==== Material provided

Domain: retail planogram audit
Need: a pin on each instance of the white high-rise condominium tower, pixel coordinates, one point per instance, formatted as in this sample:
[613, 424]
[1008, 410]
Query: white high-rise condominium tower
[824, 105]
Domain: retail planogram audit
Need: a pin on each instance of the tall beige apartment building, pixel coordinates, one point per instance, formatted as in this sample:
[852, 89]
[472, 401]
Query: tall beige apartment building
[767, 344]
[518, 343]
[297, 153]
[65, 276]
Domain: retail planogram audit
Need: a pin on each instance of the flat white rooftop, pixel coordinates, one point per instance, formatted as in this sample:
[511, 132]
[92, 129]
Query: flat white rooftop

========
==== Material provided

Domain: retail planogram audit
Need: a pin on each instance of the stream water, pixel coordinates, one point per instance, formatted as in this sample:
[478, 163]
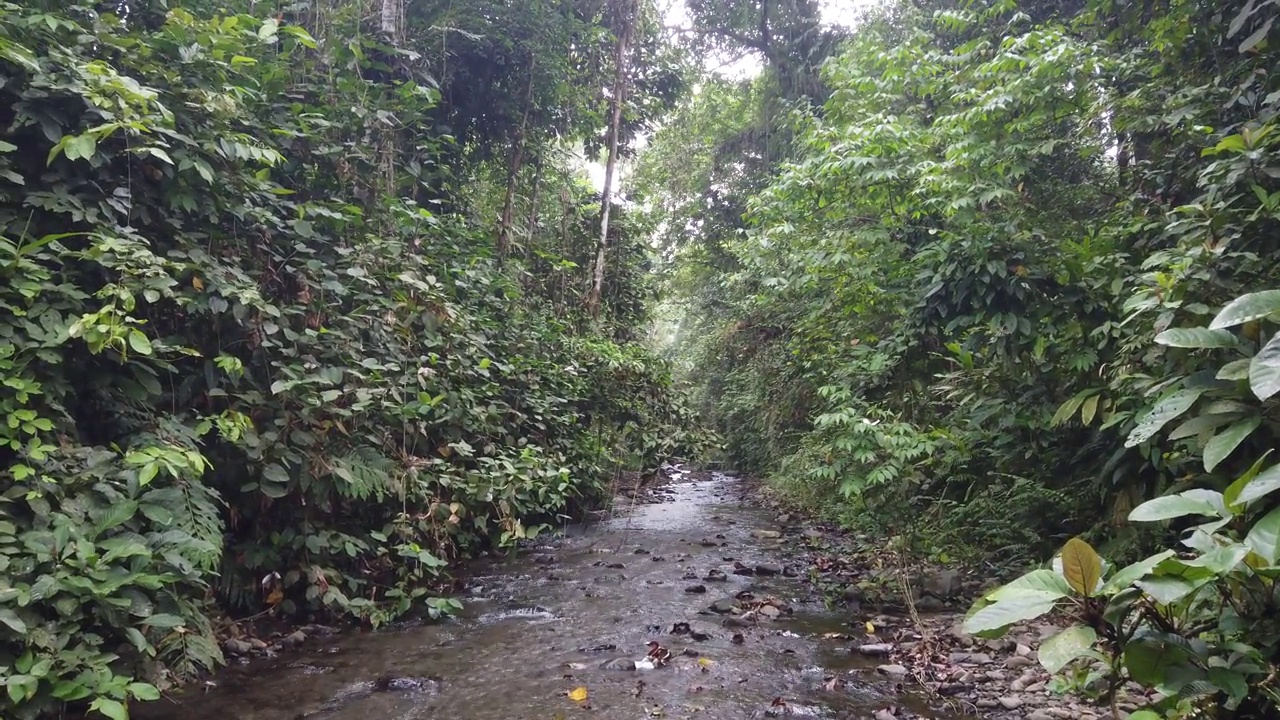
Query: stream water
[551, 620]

========

Write out exactly the lines that fall from the line with "[1008, 410]" to the line with "Query: flat white rooftop" in the records above, keeping both ends.

§ Expected output:
[1008, 410]
Query: white high-rise condominium tower
[824, 105]
Domain: retail planogram audit
Need: a pin on each instance of the tall beige apartment building, pixel coordinates, one point per instance, formatted as in this sample:
[852, 89]
[472, 401]
Query: tall beige apartment building
[767, 344]
[518, 343]
[297, 153]
[65, 276]
Domain: retail planogram audit
Need: a pin on each instance of the flat white rooftop, pixel coordinates, one point per instance, formatted as in this sample:
[511, 132]
[92, 129]
Query: flat white rooftop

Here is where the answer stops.